* **Set task**
Change each "Drop a point" in the entries below to "Place a point", and leave all other text untouched.

** Start Task material **

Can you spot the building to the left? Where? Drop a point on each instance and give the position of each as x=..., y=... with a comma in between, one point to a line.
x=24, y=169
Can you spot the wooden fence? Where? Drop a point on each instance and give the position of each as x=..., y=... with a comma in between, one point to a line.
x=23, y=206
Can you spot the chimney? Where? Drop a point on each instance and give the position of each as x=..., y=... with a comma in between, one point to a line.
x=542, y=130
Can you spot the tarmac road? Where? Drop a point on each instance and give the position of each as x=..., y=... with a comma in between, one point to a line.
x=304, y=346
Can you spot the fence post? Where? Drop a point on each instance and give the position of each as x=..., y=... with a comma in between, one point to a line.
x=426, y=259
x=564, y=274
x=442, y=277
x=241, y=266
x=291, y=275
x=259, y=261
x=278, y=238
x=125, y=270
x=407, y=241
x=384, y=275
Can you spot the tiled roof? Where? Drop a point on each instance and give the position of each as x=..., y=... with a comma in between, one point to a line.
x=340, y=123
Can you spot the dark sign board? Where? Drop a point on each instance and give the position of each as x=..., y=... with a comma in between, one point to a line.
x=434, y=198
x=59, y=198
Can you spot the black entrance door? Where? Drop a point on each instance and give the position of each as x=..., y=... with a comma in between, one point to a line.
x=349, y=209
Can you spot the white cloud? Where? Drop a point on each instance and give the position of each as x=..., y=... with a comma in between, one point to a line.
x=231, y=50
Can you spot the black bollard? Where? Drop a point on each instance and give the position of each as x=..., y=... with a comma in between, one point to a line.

** End Task material **

* **Task solution**
Can you spot the building to the left? Where? Place a point on each instance and give the position of each as x=..., y=... with a comma in between, one point to a line.
x=24, y=169
Can you spot the wooden fence? Where? Place a point on each instance and give the position of each as x=..., y=... with a comma in between, one point to a line.
x=23, y=206
Can you spot the chimney? Where? Place a point on each instance and give the position of each as x=..., y=... with a comma in between, one point to a line.
x=542, y=130
Can you spot the tarmac road? Where? Place a point on each instance and give the position of each as x=..., y=... with a comma in between, one point to a line.
x=304, y=346
Can you spot the fence post? Where? Place a point on each instance and give the position of each as x=..., y=... with a comma in between, one point to a line.
x=426, y=259
x=564, y=274
x=442, y=277
x=241, y=266
x=291, y=275
x=259, y=261
x=278, y=238
x=125, y=270
x=407, y=241
x=384, y=275
Can you spot the tiled roof? Where? Place a point on each instance and give the position of each as x=..., y=... with a comma in between, one point to a line.
x=340, y=123
Can you spot the dark sign board? Where? Place a point on each instance and give the position of each as x=..., y=... with a comma in between, one point to a line.
x=434, y=198
x=59, y=198
Can you spot the black entrance door? Where? Place a point on each instance and give the position of each as x=..., y=... with a comma in between, one point to a line.
x=349, y=209
Can you spot the white cloud? Where? Place a point on each instance and give the position of each as x=..., y=... with a comma in between, one point to a line.
x=231, y=50
Can you spot the black bollard? Where? Place a point on each instance and give the position of each as x=..., y=... with a comma in between, one point to a line.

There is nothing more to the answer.